TASKS FOR THIS EXERCISE:
1) Answer these questions about the Ace Frehley album text:
(a) Which record label released the album, and on what date?
(b) Who played drums on the album?
(c) For which Kiss album were some of the songs first slated?
2) Write the next part of the Ace Frehley album text, starting after its last sentence.

TEXT SECTION:
## start
Ace Frehley is the first solo studio album by American guitarist Ace Frehley (formerly of Kiss). It was released by Casablanca Records on September 18, 1978. It was one of four albums released by all Kiss members as solo albums.

Background
The album was produced by Frehley and Eddie Kramer. It featured Anton Fig on drums. He later performed session work on the Kiss albums Dynasty and Unmasked, and became a member of Ace Frehley's band Frehley's Comet. Fig and Will Lee, who played bass on three of the album's tracks, later gained prominence as members of the World's Most Dangerous Band and the CBS Orchestra along with Paul Shaffer on Late Night with David Letterman and Late Show with David Letterman. In an interview with Loudwire, Frehley stated that some of the songs from his solo album were originally slated for the fifth Kiss album, Rock and Roll Over.
## end
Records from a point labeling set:
## start
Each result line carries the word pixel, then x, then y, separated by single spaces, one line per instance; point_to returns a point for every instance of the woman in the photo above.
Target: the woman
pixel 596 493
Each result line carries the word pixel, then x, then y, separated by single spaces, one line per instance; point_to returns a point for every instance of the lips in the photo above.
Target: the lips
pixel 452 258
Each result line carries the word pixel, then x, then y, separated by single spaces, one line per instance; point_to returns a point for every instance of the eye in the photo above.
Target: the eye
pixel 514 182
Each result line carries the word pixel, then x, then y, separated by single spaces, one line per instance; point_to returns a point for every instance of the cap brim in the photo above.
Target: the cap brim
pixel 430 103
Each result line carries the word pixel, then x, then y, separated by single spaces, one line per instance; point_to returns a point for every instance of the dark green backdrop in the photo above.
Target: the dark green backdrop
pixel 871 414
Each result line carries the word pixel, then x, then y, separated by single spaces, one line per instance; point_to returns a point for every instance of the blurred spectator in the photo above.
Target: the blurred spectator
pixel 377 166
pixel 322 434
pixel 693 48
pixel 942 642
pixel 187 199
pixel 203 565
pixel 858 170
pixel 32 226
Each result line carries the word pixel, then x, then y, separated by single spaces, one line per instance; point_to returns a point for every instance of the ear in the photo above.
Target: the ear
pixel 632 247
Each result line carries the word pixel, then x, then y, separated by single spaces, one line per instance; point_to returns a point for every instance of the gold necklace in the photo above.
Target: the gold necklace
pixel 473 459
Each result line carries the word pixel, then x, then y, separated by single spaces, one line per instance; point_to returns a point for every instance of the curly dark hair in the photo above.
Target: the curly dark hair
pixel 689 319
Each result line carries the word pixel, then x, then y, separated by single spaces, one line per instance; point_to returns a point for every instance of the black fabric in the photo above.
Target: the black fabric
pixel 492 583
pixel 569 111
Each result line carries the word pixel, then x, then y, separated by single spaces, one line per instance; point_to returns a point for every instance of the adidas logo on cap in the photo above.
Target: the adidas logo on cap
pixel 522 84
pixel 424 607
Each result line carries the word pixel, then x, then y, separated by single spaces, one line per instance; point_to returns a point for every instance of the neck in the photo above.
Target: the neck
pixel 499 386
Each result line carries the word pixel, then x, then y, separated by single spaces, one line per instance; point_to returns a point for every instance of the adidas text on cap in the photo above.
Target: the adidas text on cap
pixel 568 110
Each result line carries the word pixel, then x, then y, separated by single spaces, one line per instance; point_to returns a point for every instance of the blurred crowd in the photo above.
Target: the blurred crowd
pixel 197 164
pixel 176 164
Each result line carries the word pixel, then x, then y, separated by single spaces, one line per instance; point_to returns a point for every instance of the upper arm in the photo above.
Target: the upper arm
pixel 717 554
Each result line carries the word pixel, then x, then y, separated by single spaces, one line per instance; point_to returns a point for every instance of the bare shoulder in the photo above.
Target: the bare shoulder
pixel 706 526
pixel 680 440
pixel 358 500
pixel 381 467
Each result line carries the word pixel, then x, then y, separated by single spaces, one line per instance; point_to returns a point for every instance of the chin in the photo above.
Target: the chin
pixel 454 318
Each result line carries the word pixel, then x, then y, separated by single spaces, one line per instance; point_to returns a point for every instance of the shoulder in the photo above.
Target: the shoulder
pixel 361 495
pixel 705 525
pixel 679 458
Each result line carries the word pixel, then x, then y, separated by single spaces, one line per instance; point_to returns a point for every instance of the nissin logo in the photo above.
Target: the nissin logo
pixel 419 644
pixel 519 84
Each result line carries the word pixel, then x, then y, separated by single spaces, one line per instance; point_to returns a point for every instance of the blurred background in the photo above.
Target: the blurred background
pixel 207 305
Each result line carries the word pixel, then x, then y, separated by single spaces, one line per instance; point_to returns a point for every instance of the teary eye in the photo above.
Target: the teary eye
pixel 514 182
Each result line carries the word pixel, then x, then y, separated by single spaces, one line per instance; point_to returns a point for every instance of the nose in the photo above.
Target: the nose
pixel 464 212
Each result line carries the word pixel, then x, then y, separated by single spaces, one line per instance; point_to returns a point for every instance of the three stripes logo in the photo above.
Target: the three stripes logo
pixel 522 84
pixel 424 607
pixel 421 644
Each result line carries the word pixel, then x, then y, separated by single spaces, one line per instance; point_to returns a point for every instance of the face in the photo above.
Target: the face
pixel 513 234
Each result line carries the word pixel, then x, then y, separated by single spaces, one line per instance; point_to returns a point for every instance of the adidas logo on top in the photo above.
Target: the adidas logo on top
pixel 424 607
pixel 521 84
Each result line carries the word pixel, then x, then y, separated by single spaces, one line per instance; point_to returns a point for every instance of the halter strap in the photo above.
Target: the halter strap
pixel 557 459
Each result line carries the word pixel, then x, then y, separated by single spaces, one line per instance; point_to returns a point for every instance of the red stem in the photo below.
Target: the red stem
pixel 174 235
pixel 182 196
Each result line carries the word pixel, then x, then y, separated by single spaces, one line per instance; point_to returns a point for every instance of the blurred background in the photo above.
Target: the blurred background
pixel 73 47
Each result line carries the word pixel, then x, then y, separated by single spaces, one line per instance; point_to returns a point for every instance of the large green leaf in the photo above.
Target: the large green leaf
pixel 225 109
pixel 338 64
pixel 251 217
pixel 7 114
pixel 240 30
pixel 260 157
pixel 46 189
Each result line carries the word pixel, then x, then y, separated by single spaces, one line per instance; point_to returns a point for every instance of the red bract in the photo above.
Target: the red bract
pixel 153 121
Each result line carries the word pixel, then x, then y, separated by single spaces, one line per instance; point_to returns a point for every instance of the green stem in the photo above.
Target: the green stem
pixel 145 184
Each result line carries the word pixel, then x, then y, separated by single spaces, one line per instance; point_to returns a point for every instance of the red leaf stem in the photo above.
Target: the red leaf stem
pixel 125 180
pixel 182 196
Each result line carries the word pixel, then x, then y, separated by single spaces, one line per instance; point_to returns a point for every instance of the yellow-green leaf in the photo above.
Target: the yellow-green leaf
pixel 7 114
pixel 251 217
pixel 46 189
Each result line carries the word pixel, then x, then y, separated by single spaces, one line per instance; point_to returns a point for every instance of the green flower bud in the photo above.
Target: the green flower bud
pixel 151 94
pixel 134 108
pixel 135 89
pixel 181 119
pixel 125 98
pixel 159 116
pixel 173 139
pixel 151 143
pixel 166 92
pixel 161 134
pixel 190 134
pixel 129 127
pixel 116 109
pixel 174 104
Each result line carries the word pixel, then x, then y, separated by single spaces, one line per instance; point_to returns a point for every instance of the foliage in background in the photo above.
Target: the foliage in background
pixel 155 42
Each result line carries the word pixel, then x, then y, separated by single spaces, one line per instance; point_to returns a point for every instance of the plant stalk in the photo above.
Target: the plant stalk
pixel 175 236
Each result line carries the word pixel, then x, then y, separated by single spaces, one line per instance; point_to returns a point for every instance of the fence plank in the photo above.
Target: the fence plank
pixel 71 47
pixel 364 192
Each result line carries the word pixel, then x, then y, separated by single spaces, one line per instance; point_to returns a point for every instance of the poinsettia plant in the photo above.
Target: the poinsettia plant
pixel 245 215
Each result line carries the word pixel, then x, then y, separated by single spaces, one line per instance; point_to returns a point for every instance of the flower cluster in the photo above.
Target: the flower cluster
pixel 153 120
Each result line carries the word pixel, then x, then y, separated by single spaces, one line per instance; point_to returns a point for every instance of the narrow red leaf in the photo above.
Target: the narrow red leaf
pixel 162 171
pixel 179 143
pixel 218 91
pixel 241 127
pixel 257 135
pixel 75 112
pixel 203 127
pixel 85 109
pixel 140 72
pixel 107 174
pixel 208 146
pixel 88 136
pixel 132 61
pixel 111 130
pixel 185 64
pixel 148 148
## end
EXERCISE RESULTS:
1)
(a) Casablanca Records, on September 18, 1978.
(b) Anton Fig.
(c) Rock and Roll Over, the fifth Kiss album.

2)
Critical reception

In a retrospective review Greg Prato of AllMusic wrote that "of the four Kiss solo albums, the best of the bunch is Ace Frehley's", who "did not stray far from the expected heavy Kiss sound". Jason Josephes of Pitchfork concurred that it was the standout of the Kiss solo efforts, describing it as "a melange of riff rock, power pop, and just a little bit of soul". Canadian journalist Martin Popoff defined Ace Frehley as "the least pretentious, heaviest and best-selling platter of the Kiss' solo album quartet", describing the music as "solid, well-rounded simplified '70s metal".

Commercial performance
"New York Groove", which was first recorded in 1975 by British glam rock band Hello, rose to No. 13 on the US Billboard Hot 100 singles chart. This was the highest chart placement for any of the singles released from the 1978 solo albums. The album reached No. 26 on the US Billboard 200 album chart. It was certified platinum on October 2, 1978, and shipped over 1,000,000 copies. It is the highest selling of the four Kiss solo albums in the Sound Scan era (1991 onwards).

Track listing
All credits adapted from the original release.

Personnel
Artist
Ace Frehley – lead vocals, backing vocals, lead, rhythm and acoustic guitar, guitar synthesizer, bass

Additional personal
Anton Fig – drums, percussion
Will Lee – bass on "Ozone", "I'm in Need of Love" and "Wiped-Out"
Carl Tallarico – drums on "Fractured Mirror"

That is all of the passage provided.